• [Exercise]: Arrange the lines below as a numbered list, skipping any blank lines. Leave the pictures out of your answer.

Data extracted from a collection
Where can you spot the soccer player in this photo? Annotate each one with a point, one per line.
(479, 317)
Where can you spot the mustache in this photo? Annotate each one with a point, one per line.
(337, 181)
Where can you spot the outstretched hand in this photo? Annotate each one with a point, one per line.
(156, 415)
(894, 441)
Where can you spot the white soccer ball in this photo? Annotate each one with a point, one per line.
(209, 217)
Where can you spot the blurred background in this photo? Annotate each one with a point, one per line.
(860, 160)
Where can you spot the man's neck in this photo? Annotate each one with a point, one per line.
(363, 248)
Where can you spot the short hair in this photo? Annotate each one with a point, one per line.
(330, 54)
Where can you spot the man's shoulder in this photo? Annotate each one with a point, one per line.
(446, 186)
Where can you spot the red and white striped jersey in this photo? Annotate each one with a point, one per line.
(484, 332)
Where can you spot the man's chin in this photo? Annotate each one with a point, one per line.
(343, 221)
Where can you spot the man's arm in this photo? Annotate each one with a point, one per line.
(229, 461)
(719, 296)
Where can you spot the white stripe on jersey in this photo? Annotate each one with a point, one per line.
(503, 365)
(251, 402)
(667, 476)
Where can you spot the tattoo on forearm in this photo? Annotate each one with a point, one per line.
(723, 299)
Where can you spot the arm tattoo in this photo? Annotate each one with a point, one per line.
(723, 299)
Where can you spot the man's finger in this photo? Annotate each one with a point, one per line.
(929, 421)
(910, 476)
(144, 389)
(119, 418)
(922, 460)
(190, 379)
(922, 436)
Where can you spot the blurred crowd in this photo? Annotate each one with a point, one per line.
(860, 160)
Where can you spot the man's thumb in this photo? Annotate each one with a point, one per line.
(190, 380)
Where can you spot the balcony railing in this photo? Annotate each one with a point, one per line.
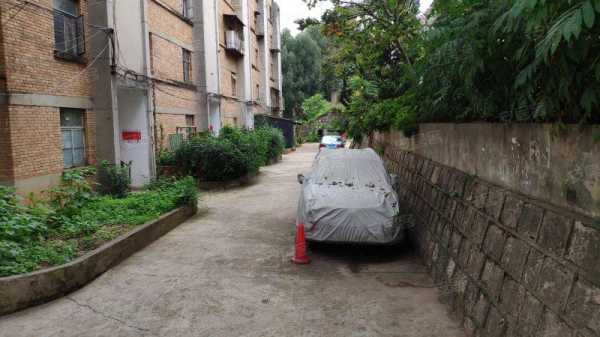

• [Problem solution]:
1. Where can you spot the soccer player in this photo? Annotate each one with a point, one per line.
2. (479, 317)
3. Where can you spot the mustache in this photo? Annotate each one with a point, one per line.
4. (337, 181)
5. Where can you spot the outstretched hand in this photo? Annotate each one with a point, one per line.
6. (156, 415)
7. (894, 441)
8. Where can you spot the white soccer ball in this photo? Annotate each one with a point, one per line.
9. (209, 217)
10. Where can you spot the blurred background in this photo? Annotate each one with a point, one per line.
11. (860, 160)
12. Where can you spot the man's neck in this photo? Annotate each one with a point, one per line.
13. (363, 248)
14. Where can you spot the short hair in this photo? Annotate each one with a point, one per line.
15. (330, 54)
16. Where can you spot the man's shoulder in this photo? Annotate each one with a point, one per line.
17. (446, 186)
18. Where can you spot the red and white striped jersey in this photo? Annotate each one with a point, one per line.
19. (484, 332)
20. Where can you spot the man's chin in this photo? Annotate each one with a point, one per line.
21. (343, 221)
22. Where can you spot the man's arm in this photo? Annotate each one with a point, one per line.
23. (229, 461)
24. (719, 296)
25. Where can you spot the white stripe on jersey in this photo? Annotate each one with a point, one per line.
26. (503, 365)
27. (251, 402)
28. (667, 476)
29. Where can you spot the tattoo on forearm in this photo? Annotate each one with a point, one per line.
30. (723, 299)
31. Where can you spot the arm tattoo in this photo? Annotate each one with a point, one per line.
32. (723, 299)
33. Where can you spot the man's finger in this photo? Annotate each one with a point, one per line.
34. (929, 421)
35. (910, 476)
36. (144, 389)
37. (119, 418)
38. (922, 460)
39. (190, 379)
40. (922, 436)
41. Where can you spot the blurred crowd in this photo? Annotate each one with a point, one per line.
42. (860, 160)
43. Where can you spot the man's thumb in this photo? Annotate each one with a point, one per line.
44. (190, 380)
45. Where can you spot the balcony railing in this photo? Annotate each one with a point, one per line.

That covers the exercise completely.